Infrastructure ACLs are an important tool for securing a network infrastructure and protecting against unauthorized access and malicious traffic. They are used to restrict access to network resources, such as servers or applications, to only authorized users and devices. 

Infrastructure ACLs are typically applied in the inbound direction on the device interfaces that connect to external networks. Just like any other ACL, they are used to filter traffic based on a set of predefined rules. 

Once applied, they deny and log all traffic destined for the IP addresses of network infrastructure devices, such as routers and firewalls, as well as other sensitive internal resources. 

Infrastructure ACLs protect the edge and internal devices by denying access to infrastructure IP addresses and control planes

As you can see in the image above, infrastructure ACLs protect all edge and internal devices that deny traffic destined for their IP addresses and internal resources. However, the rest of the transit traffic is permitted and is not filtered out by the same ACLs. 

In addition, infrastructure ACLs also use some very basic protection, such as denying packets from outside networks with a source in the private IP address range or IPs that are internal to the local network.  

You can implement infrastructure ACLs using the traditional Cisco IOS ACLs approach or Flexible Packet Matching (FPM). FPM is a special ACL pattern-matching tool that provides more complete and customized packet filtering.

===

**Stated exercise:**
Please duplicate the portion of the text on infrastructure ACLs starting with "Once applied, they" and going on through "the same ACLs.".

Records contained in a dataset
===

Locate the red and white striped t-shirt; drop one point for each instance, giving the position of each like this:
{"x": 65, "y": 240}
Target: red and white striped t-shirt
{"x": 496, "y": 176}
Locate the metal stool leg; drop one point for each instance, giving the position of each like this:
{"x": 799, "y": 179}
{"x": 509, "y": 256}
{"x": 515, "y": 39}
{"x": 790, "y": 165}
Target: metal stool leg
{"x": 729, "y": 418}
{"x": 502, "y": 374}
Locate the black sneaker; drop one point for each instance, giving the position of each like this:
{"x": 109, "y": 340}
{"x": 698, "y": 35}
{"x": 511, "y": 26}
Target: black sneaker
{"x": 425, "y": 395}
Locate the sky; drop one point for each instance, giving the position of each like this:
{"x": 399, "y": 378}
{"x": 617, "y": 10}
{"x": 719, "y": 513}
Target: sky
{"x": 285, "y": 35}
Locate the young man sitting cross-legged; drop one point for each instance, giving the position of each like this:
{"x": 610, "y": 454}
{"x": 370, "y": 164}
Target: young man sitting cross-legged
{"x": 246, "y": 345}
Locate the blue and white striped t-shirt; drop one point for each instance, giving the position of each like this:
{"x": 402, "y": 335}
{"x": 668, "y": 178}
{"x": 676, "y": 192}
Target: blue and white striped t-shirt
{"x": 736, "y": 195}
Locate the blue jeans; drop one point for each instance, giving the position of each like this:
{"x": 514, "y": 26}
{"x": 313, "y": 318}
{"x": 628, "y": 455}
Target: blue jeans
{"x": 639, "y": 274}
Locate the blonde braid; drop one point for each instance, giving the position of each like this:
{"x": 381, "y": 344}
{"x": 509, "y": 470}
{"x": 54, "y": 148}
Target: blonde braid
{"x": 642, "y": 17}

===

**The solution:**
Once applied, they deny and log all traffic destined for the IP addresses of network infrastructure devices, such as routers and firewalls, as well as other sensitive internal resources. 

Infrastructure ACLs protect the edge and internal devices by denying access to infrastructure IP addresses and control planes

As you can see in the image above, infrastructure ACLs protect all edge and internal devices that deny traffic destined for their IP addresses and internal resources. However, the rest of the transit traffic is permitted and is not filtered out by the same ACLs.